# TASK OBJECTIVE
In the tribute below, turn the paragraph starting "Our mother, Mary Lena" into a short bulleted list of its main facts.

# EXERCISE TEXT
- Opening Delimiter -

‘Do not go gentle into that good night’
The above line from a poem by Dylan Thomas, kept reverberating in my mind as I watched over our mother during her last days.
‘Do not go gentle into that good night
Old age should burn and rave at close of day.
Rage, rage, against the dying of the light’
Indomitable in spirit and unyielding, she stayed defiant to the last, - the characteristic of a woman with a fighting spirit who always confronted the challenges which life threw in her way.
Our mother, Mary Lena Christabel Wadugodapitiya (nee Nugera) passed away a year ago on January 29, 2010, soon after completing her 100th birthday on January 4. Born to a Catholic family with 10 siblings, she married our father Seneviratna Banda Wadugodapitiya who was acknowledged and respected as a devout Buddhist, but quietly kept her faith, and despite her seven children being brought up as Buddhists, her acceptance of and cooperation with Buddhist and Kandyan Sinhala traditions created a sense of religious harmony in our home.

- Closing Delimiter -

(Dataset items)
- Opening Delimiter -

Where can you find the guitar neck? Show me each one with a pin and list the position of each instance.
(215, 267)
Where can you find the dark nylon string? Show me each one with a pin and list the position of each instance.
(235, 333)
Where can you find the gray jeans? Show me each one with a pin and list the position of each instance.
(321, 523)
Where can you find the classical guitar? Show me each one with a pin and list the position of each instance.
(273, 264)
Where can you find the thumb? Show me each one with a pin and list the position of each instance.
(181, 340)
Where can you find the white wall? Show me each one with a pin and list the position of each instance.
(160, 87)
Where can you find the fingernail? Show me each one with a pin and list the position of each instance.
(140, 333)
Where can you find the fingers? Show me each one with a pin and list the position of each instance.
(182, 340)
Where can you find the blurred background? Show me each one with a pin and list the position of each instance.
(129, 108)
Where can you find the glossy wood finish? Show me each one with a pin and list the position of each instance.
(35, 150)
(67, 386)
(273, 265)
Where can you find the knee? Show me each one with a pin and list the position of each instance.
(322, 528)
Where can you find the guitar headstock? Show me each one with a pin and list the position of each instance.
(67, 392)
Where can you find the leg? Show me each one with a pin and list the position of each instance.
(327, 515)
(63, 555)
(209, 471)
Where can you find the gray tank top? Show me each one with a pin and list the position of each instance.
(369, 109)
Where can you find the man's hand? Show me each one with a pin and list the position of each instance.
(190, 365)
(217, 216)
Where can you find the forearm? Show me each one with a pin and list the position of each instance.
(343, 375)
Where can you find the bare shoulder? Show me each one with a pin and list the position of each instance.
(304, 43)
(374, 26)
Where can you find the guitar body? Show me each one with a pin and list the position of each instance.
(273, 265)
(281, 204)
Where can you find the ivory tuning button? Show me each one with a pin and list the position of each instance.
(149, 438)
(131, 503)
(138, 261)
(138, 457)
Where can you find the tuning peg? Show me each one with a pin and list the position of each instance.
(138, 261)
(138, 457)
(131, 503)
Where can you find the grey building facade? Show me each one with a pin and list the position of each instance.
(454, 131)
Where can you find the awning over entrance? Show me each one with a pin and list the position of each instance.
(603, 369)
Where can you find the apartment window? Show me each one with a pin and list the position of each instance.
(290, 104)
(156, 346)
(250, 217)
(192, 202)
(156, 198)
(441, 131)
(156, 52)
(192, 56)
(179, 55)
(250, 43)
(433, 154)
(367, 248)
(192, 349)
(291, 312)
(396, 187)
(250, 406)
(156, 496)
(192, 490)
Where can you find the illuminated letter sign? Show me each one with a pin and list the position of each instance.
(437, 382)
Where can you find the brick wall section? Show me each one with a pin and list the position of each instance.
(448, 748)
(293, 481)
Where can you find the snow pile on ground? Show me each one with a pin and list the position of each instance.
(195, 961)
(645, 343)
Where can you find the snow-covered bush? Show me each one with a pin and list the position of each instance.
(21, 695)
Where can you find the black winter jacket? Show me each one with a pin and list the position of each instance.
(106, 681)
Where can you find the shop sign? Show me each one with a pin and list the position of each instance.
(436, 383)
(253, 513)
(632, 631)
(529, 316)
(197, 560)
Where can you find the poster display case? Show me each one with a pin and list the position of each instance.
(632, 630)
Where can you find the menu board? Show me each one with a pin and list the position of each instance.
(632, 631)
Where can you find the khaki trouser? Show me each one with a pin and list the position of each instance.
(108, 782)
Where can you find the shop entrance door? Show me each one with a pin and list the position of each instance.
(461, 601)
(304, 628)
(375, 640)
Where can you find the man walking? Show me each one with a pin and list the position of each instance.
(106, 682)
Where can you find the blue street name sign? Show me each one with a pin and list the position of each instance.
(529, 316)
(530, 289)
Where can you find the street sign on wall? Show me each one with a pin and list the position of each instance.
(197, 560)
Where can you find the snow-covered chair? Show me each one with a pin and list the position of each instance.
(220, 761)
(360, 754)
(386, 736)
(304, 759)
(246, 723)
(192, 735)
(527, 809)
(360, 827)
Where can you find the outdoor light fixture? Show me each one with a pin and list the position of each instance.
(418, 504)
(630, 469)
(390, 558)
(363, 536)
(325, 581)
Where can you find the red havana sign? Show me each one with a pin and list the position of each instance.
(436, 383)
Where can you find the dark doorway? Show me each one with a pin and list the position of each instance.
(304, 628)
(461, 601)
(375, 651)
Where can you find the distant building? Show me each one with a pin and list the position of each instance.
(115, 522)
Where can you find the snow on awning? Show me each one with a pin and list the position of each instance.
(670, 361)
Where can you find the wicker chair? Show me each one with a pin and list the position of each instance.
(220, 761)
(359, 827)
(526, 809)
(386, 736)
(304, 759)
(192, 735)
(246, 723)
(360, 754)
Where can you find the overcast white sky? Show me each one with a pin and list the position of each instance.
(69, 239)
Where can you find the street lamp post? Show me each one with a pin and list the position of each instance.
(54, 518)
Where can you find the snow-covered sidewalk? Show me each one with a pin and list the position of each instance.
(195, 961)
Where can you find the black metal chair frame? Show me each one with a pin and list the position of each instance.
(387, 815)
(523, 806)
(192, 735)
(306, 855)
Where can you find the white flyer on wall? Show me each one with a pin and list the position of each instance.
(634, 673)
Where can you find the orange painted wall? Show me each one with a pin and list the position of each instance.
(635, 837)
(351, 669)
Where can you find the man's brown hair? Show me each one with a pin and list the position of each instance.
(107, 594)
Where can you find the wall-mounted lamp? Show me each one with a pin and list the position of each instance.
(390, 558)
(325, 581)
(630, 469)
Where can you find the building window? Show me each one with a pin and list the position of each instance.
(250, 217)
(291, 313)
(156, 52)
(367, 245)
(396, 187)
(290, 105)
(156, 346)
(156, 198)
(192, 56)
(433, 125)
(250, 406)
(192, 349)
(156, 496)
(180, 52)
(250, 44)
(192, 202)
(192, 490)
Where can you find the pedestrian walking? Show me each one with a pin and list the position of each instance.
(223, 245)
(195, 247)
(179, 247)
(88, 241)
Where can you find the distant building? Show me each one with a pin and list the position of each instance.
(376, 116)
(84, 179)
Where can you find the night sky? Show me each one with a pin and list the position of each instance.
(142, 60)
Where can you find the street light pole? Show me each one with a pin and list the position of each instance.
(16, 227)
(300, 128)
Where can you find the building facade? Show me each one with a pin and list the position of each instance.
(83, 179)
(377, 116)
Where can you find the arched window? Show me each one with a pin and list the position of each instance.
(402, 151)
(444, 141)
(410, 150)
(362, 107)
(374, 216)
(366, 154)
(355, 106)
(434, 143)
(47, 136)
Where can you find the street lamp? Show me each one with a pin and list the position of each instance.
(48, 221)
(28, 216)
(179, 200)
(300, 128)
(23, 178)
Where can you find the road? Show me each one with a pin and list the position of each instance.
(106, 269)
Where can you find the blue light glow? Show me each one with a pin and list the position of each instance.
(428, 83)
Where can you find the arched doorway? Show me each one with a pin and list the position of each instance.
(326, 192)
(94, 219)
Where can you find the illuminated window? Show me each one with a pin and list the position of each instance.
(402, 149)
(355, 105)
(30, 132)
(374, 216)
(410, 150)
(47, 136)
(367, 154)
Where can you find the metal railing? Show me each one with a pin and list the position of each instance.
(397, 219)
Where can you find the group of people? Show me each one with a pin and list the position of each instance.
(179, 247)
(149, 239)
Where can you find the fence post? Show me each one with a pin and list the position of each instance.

- Closing Delimiter -

# ANSWER SECTION
- Mary Lena Christabel Wadugodapitiya (nee Nugera) died on January 29, 2010, soon after her 100th birthday on January 4.
- She was born to a Catholic family with 10 siblings.
- She married Seneviratna Banda Wadugodapitiya, a respected and devout Buddhist, but quietly kept her own faith.
- Her seven children were brought up as Buddhists.
- Her acceptance of and cooperation with Buddhist and Kandyan Sinhala traditions created religious harmony in the home.